(Instructions for the task) Reproduce the records word for word, starting at the very beginning and ending with the line that contains "528L641 573L646 587L662", including both ends.

(Provided material)
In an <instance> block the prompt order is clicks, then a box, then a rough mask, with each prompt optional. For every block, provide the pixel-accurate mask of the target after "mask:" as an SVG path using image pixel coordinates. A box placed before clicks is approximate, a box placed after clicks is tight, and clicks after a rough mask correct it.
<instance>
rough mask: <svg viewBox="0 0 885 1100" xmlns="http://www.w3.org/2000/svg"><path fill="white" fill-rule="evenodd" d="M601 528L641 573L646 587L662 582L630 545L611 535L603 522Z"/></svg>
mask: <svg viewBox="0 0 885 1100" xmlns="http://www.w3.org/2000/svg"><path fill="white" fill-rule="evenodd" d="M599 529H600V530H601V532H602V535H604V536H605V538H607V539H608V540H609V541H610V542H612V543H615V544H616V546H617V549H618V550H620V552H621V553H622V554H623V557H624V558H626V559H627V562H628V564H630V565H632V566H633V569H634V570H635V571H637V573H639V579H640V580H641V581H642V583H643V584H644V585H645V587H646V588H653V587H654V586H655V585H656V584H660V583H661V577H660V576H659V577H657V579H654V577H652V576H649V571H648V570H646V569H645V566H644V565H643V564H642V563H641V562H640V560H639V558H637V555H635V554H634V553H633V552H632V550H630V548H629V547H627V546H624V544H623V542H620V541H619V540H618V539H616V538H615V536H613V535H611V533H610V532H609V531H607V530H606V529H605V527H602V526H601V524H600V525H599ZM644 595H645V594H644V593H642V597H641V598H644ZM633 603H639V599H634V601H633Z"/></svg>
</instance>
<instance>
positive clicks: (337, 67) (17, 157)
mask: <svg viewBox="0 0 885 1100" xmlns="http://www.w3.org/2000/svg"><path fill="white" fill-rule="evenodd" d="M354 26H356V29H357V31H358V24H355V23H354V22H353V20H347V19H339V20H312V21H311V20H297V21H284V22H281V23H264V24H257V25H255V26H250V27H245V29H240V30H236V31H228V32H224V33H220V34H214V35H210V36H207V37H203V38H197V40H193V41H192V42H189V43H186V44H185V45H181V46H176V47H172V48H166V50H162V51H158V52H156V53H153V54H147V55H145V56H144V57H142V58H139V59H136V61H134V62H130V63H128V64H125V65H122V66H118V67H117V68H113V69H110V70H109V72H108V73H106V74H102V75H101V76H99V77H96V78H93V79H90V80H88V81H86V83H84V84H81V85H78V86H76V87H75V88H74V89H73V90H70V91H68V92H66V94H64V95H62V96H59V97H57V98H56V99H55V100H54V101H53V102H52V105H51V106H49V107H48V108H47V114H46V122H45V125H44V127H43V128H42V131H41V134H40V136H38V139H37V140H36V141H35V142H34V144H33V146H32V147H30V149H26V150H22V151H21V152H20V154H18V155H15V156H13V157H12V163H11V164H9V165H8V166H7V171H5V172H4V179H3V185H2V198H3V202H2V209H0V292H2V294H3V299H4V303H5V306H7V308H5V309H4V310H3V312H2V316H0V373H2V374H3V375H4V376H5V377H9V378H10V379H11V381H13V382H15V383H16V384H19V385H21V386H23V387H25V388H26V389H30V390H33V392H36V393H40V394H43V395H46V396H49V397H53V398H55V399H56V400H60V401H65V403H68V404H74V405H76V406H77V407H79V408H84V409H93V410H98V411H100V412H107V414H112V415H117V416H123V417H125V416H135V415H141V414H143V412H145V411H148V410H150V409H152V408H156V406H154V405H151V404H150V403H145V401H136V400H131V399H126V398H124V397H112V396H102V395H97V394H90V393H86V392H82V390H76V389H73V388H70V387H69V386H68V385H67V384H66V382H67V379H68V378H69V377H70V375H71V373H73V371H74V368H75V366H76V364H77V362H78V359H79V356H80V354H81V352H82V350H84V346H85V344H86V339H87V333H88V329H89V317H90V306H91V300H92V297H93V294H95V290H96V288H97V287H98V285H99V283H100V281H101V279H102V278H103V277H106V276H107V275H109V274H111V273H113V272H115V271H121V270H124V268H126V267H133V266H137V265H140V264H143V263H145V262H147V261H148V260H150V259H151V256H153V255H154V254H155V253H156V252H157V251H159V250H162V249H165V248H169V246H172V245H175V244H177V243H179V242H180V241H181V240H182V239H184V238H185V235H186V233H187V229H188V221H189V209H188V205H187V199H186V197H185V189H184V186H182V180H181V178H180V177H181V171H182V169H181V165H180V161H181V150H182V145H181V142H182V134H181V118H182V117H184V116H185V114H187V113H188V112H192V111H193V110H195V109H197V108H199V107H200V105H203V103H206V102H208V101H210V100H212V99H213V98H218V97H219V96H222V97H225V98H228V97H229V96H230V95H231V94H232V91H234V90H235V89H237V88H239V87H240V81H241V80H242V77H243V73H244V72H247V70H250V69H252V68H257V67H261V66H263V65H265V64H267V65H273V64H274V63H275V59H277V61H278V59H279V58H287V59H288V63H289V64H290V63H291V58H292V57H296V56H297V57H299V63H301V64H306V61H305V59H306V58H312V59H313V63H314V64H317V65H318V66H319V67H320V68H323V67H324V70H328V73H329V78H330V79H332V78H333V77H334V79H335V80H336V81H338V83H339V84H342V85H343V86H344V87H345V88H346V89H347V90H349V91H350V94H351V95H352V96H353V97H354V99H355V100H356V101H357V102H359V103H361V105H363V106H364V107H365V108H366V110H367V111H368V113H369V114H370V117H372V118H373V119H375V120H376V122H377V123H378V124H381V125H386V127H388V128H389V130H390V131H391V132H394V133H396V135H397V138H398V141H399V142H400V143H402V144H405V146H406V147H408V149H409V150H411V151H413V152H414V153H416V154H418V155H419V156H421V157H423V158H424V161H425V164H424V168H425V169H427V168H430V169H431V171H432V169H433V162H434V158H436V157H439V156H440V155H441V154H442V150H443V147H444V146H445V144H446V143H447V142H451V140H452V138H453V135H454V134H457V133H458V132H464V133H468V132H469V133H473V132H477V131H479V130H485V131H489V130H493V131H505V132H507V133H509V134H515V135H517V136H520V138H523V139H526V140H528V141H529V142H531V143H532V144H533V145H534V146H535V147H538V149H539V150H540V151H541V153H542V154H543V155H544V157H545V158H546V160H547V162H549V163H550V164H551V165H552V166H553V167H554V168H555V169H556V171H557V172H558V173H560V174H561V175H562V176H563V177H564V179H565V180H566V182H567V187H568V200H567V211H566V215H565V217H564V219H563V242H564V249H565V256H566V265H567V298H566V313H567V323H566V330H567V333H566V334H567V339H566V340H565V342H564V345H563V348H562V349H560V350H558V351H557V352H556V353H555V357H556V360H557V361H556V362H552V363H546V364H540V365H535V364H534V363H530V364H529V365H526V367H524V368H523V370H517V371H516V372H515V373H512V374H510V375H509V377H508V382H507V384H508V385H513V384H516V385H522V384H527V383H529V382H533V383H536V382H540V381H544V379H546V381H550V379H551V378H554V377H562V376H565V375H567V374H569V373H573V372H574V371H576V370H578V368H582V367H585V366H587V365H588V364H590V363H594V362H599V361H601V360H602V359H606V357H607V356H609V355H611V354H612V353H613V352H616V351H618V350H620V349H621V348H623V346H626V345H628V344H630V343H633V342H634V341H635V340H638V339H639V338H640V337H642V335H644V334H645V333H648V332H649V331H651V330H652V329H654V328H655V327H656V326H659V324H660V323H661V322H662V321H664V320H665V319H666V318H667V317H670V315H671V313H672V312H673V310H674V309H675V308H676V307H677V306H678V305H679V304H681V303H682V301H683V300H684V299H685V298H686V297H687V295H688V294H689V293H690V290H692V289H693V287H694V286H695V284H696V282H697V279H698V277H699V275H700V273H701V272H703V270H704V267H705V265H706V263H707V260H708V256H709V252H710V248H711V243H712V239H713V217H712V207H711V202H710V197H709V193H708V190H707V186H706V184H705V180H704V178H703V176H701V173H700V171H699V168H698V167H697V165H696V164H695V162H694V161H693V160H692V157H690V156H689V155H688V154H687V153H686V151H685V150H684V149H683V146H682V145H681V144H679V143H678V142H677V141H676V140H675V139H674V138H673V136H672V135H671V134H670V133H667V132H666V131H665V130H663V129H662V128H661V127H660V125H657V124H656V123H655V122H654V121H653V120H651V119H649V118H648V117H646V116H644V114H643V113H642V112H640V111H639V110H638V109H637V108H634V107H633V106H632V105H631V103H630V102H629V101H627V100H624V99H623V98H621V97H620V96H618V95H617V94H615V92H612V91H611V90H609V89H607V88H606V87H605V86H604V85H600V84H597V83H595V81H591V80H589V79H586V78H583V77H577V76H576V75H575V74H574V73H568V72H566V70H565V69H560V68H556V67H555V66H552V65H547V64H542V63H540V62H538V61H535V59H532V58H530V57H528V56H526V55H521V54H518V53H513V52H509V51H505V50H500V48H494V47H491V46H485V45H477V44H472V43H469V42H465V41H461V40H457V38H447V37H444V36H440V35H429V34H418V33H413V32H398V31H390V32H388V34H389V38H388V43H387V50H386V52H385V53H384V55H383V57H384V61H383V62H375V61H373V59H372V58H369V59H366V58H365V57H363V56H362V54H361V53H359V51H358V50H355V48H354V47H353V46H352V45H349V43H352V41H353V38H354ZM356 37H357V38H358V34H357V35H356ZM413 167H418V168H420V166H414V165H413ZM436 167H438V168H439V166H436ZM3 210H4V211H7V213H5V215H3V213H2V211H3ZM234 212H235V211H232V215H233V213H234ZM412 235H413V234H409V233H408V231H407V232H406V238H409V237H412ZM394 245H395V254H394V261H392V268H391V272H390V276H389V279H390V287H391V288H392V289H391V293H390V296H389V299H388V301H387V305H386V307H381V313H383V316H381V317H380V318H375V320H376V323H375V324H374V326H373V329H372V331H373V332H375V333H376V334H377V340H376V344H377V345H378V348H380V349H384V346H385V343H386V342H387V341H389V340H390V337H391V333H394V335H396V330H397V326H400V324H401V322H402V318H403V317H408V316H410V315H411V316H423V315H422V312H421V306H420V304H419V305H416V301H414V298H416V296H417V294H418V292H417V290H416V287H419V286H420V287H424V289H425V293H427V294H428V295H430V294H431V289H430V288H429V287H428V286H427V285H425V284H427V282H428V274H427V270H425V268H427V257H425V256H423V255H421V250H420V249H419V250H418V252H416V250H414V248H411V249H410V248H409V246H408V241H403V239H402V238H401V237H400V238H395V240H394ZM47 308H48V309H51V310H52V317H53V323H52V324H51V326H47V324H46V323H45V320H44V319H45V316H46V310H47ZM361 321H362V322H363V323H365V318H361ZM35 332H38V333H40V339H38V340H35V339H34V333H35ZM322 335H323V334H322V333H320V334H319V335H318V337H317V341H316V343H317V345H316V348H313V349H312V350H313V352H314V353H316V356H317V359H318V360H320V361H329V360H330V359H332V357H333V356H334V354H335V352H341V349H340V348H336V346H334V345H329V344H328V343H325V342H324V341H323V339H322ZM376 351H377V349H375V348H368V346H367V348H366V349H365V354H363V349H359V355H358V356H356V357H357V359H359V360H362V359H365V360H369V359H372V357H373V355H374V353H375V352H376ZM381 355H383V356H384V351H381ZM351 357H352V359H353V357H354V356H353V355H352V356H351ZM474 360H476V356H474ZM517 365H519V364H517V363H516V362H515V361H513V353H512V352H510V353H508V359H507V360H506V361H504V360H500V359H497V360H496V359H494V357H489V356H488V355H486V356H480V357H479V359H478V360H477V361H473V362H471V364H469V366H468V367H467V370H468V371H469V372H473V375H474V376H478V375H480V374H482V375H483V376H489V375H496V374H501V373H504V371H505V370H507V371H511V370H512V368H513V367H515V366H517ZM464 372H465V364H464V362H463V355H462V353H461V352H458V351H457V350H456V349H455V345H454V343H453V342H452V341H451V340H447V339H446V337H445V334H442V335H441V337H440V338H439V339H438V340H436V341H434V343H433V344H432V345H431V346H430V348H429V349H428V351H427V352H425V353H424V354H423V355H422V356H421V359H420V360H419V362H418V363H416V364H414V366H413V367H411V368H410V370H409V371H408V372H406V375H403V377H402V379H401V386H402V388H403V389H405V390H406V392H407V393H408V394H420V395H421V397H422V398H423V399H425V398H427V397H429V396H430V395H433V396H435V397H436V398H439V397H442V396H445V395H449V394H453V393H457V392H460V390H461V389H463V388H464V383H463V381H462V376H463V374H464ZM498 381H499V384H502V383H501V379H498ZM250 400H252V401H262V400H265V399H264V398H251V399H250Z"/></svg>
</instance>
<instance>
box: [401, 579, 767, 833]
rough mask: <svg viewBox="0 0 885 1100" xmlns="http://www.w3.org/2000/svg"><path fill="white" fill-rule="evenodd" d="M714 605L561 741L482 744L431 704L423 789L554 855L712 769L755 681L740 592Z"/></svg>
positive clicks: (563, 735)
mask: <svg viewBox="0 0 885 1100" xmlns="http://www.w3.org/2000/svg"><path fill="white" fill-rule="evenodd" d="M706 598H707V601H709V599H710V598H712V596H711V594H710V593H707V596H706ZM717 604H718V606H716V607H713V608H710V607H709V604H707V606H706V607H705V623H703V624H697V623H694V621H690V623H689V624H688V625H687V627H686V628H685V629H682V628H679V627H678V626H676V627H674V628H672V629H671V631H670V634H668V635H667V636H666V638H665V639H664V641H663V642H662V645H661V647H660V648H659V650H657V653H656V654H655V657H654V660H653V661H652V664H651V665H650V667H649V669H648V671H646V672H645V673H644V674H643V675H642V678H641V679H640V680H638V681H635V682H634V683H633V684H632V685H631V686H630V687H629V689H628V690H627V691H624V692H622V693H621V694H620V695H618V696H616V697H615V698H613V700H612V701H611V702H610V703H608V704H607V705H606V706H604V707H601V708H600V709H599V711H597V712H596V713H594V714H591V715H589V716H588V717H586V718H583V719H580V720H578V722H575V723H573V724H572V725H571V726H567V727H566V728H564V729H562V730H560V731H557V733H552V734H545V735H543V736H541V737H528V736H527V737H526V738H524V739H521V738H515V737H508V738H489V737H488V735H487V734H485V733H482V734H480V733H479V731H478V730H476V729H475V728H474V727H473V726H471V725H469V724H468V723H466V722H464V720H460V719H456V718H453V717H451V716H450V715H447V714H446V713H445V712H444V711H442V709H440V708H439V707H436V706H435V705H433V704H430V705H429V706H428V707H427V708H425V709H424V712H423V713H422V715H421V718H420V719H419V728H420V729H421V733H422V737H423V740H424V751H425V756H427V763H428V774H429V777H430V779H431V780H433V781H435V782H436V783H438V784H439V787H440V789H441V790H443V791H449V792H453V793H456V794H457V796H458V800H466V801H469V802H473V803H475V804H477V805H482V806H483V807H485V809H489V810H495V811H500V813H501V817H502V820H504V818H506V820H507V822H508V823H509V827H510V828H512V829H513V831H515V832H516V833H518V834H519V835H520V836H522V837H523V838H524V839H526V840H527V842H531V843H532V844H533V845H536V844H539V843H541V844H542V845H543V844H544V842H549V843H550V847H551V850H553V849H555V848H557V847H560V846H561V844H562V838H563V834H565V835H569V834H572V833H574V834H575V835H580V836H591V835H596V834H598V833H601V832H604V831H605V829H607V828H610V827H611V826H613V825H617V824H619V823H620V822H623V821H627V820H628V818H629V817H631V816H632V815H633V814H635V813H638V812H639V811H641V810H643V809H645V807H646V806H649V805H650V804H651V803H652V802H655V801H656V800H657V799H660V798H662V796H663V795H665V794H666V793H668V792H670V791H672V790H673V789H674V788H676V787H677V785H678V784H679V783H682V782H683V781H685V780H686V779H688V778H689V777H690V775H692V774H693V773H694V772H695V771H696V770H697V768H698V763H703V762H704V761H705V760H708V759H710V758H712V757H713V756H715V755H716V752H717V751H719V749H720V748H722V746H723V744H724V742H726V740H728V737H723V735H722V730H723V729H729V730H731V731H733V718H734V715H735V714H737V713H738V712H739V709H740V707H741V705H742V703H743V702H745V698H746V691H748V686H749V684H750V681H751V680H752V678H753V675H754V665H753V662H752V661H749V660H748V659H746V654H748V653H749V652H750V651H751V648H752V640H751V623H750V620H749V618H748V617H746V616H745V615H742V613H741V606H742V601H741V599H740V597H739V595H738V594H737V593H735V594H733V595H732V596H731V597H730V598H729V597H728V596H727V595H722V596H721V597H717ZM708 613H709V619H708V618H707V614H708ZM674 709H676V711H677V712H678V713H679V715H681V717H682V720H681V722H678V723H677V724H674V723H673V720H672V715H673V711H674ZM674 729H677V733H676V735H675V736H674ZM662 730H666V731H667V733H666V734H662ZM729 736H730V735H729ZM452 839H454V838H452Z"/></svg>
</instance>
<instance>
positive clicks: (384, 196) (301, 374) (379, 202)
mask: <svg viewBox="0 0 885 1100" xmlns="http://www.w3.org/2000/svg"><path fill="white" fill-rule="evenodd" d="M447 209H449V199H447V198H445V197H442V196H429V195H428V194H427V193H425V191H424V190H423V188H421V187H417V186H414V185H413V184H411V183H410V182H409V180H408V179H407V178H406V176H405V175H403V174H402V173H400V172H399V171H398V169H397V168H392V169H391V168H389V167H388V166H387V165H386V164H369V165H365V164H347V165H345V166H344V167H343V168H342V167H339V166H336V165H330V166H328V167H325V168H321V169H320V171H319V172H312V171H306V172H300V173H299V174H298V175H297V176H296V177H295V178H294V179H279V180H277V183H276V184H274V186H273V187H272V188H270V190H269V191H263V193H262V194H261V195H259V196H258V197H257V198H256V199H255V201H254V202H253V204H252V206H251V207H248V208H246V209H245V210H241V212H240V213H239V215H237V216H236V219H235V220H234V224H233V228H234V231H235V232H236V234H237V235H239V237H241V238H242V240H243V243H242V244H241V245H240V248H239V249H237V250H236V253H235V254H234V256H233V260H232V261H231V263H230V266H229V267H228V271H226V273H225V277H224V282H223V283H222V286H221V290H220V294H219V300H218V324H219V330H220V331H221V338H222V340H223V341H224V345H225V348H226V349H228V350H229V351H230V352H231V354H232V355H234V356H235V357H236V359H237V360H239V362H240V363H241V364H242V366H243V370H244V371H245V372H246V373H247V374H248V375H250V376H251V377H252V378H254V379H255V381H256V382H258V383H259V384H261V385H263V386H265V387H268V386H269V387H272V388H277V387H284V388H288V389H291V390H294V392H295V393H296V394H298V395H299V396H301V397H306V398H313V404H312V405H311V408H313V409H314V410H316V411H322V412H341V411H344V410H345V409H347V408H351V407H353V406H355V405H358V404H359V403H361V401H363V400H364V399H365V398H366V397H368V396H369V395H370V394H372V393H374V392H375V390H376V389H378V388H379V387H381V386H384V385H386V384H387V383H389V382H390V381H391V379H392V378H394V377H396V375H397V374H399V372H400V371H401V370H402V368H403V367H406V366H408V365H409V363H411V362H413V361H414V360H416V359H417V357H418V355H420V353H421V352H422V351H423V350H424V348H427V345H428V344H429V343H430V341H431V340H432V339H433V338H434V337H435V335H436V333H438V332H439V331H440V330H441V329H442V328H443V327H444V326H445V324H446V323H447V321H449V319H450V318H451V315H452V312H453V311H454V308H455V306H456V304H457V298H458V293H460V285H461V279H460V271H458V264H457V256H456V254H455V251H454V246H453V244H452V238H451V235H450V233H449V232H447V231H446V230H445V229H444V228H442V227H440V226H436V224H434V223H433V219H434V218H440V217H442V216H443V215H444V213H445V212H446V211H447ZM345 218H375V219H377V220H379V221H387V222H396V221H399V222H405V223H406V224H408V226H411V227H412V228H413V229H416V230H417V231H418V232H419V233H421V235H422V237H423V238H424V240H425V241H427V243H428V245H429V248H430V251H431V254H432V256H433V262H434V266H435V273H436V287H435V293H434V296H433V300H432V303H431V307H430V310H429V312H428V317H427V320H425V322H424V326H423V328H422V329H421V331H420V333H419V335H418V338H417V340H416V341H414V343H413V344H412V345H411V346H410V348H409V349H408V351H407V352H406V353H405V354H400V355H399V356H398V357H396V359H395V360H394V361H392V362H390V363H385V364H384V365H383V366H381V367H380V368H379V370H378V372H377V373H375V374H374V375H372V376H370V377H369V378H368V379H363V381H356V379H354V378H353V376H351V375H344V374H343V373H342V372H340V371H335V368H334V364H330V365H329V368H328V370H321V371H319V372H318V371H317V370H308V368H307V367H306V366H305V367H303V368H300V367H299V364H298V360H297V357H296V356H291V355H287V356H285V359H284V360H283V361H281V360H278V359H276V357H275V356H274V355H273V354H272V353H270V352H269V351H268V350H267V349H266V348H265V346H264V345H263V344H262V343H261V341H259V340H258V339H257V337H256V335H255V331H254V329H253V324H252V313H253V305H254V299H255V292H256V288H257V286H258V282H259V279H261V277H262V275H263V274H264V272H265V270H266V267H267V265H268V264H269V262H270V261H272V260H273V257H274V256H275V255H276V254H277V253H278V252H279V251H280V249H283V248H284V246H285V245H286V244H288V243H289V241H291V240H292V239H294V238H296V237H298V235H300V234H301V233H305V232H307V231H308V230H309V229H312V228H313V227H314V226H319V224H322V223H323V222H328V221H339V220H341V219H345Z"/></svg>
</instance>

(Task output)
In an <instance> block the prompt order is clicks, then a box, then a rough mask, with each prompt optional. For every block, provide the pixel-accurate mask of the target after "mask:" as an SVG path using image pixel coordinates. A box placed before clicks is approximate, a box placed after clicks is tight, and clicks after a rough mask correct it.
<instance>
rough mask: <svg viewBox="0 0 885 1100" xmlns="http://www.w3.org/2000/svg"><path fill="white" fill-rule="evenodd" d="M601 528L641 573L646 587L662 582L630 545L611 535L603 522Z"/></svg>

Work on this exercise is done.